_The task_
Report each line of the material below that contains the string "tower".

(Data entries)

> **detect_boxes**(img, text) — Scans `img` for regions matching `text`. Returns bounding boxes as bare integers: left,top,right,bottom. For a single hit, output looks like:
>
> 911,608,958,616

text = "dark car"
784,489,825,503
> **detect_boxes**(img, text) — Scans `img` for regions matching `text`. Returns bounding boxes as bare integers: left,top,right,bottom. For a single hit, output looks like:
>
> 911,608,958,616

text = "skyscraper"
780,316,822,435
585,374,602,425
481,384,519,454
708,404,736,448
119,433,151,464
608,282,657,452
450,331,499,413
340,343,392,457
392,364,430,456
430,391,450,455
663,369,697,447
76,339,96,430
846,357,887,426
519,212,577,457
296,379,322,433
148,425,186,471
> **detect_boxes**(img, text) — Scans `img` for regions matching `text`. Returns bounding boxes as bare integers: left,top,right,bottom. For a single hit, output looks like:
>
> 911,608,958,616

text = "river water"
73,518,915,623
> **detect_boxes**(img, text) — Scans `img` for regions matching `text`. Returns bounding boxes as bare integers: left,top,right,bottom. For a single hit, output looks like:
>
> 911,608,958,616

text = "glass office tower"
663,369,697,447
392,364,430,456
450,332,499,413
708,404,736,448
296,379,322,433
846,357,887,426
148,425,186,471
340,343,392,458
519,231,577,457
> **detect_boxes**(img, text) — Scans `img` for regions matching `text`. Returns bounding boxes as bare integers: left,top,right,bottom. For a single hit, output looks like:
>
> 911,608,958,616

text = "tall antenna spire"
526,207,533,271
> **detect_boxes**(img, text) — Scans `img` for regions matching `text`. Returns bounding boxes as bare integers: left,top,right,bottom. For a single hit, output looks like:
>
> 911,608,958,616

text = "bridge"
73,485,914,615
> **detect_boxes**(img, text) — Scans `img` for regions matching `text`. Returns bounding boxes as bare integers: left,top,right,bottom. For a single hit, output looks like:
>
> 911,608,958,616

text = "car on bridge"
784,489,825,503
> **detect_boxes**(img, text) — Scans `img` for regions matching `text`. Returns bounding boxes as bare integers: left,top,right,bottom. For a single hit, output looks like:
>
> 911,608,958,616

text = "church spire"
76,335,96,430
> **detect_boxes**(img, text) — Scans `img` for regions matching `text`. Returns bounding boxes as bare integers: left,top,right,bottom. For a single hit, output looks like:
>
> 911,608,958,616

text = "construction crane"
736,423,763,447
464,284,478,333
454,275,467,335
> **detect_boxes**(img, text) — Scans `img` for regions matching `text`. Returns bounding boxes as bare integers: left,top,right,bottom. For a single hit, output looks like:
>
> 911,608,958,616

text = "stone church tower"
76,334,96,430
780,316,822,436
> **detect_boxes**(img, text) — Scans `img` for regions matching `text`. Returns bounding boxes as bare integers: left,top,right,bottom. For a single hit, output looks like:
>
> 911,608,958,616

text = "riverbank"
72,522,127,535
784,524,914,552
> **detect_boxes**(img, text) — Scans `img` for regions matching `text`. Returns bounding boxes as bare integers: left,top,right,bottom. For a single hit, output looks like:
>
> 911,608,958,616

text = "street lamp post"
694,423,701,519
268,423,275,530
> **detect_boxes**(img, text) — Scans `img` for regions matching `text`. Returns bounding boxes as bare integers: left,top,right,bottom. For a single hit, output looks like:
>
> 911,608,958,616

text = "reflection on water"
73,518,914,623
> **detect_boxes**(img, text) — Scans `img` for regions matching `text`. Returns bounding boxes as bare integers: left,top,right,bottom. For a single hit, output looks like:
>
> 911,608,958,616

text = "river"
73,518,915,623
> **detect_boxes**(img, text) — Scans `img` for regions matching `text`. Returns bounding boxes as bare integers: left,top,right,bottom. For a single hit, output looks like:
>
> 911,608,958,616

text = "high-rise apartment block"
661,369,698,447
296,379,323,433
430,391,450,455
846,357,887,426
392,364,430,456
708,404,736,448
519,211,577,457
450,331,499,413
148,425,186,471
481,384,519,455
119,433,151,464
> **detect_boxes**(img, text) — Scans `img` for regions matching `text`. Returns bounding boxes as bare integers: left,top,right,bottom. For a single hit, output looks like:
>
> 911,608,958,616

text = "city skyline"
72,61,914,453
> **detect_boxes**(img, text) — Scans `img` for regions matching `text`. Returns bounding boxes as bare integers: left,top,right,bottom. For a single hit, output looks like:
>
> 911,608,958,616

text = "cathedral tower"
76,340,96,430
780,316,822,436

_Right answer_
text = "glass office tower"
text = "stone church tower"
text = "cathedral tower"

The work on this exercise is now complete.